What appears from the first line of the data below through the line containing "Intersection-audit request. Target: bay", both included, should be copied exactly, and nothing else.

__Data records__:
>>

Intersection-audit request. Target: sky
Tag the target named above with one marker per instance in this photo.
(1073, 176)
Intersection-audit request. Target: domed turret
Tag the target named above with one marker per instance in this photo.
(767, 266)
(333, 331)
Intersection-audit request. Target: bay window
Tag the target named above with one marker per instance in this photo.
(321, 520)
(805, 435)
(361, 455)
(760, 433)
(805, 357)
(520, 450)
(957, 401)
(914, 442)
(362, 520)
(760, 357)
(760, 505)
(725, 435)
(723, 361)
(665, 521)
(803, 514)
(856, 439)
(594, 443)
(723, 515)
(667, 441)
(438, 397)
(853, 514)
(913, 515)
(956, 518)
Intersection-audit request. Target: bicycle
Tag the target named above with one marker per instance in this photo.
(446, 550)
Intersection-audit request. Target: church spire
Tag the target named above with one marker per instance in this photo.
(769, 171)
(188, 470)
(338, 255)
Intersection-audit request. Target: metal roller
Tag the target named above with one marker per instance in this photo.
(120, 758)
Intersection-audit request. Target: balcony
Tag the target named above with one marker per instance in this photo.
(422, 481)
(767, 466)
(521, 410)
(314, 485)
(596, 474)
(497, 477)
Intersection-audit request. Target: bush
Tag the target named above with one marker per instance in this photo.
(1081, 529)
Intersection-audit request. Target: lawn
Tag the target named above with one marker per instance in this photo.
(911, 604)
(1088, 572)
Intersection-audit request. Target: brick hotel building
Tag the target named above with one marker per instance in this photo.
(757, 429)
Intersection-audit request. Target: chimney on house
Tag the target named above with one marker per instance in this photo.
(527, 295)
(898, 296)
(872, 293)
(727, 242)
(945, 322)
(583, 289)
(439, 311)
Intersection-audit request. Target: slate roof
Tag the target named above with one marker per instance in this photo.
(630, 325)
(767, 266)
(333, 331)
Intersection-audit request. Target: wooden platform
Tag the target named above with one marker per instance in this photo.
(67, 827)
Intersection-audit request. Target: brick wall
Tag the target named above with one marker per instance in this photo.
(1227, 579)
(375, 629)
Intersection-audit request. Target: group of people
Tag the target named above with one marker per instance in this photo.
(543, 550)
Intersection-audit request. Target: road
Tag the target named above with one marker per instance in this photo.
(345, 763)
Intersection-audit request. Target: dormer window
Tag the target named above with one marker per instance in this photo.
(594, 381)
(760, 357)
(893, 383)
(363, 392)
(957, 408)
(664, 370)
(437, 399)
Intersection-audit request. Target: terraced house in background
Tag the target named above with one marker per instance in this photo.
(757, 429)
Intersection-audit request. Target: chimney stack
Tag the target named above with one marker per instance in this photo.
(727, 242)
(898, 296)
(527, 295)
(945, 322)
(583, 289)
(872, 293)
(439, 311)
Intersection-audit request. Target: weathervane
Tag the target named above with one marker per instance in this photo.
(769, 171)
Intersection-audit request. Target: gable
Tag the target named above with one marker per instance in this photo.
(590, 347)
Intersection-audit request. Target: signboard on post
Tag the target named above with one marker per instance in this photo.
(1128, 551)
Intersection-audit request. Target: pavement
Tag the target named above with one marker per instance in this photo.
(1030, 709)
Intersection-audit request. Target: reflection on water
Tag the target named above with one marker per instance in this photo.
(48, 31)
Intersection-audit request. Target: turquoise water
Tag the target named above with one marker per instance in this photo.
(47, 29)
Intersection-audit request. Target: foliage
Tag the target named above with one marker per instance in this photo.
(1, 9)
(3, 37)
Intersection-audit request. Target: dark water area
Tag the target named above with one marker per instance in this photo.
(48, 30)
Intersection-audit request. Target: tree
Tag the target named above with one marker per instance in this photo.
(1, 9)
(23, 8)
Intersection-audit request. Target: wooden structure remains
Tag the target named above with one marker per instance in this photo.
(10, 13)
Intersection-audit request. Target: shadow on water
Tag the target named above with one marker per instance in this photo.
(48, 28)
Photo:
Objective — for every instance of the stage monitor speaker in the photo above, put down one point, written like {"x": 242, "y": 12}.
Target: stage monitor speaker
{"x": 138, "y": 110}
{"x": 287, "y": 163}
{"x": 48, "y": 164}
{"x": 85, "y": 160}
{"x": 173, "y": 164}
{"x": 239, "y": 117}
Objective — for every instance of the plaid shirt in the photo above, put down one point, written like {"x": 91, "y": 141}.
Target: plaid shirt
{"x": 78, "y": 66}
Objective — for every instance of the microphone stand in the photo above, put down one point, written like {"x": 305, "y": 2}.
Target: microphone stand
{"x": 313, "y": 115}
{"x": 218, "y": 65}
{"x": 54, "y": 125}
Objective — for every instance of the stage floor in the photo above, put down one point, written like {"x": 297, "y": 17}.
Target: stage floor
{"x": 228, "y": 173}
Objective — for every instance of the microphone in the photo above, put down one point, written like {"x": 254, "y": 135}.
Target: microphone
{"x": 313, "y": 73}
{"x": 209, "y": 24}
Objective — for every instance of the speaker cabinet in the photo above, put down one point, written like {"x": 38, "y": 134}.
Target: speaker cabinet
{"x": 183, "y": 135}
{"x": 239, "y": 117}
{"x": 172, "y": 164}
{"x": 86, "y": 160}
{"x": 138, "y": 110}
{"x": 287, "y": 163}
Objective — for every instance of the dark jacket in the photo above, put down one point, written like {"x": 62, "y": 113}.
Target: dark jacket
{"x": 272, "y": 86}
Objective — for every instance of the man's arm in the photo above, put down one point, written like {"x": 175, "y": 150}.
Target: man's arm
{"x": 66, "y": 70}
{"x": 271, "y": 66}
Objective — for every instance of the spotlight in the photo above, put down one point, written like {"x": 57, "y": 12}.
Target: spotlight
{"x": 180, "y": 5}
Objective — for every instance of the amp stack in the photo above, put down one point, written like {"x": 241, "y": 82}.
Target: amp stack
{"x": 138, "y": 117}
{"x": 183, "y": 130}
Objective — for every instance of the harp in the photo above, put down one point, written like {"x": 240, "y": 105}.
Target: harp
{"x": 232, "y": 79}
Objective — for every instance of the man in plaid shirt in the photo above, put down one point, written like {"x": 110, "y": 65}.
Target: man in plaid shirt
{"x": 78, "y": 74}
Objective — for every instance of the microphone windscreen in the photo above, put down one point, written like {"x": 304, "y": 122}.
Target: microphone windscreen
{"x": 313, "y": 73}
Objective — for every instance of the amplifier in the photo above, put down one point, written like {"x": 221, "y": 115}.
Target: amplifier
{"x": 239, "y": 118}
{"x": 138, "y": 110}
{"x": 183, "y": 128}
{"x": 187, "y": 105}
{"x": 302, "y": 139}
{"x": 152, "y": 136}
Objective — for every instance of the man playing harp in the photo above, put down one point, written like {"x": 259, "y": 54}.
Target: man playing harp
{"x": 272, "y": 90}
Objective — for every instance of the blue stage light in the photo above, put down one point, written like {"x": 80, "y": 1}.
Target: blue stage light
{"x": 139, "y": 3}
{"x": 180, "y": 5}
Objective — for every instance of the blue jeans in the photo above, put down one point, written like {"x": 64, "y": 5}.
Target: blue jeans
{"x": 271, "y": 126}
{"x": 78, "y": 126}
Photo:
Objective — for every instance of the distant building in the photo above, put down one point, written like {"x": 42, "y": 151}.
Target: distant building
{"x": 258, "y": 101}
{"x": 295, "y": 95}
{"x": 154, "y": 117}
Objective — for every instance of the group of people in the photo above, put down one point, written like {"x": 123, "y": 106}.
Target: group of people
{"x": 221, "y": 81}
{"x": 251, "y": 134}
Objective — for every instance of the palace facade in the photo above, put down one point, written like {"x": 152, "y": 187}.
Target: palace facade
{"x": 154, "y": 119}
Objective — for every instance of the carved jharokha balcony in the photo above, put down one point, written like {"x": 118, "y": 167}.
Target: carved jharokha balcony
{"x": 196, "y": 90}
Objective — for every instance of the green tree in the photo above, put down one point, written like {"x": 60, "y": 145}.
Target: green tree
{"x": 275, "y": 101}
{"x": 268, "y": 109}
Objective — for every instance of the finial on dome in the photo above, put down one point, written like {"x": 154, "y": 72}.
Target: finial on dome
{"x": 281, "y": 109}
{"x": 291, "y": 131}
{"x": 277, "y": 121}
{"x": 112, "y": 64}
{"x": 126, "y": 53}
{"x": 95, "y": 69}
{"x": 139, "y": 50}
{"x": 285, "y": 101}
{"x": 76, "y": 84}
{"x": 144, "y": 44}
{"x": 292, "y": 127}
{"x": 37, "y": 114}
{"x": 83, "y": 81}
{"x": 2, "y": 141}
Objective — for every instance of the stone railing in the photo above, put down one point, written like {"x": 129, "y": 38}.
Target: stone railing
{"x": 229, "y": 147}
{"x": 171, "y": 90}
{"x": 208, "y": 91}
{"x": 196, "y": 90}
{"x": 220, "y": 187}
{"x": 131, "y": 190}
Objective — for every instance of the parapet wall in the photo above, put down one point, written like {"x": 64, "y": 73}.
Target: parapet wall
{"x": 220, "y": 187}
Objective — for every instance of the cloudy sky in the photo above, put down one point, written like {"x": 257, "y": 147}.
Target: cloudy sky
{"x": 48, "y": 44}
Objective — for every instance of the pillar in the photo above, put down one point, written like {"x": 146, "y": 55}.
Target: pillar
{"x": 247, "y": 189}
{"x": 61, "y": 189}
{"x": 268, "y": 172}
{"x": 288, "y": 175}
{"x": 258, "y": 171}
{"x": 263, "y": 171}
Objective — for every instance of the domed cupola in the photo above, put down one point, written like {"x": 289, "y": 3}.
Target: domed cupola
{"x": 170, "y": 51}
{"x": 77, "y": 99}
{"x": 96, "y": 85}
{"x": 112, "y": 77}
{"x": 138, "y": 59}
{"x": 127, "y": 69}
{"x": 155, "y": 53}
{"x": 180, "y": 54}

<<

__Result of the exercise__:
Intersection-audit request. Target: sky
Tag the target named above with one marker per instance in this photo.
(1073, 176)
Intersection-audit request. Target: domed turret
Tag the target named above with one marker per instance in this photo.
(767, 266)
(333, 331)
Intersection-audit request. Target: bay window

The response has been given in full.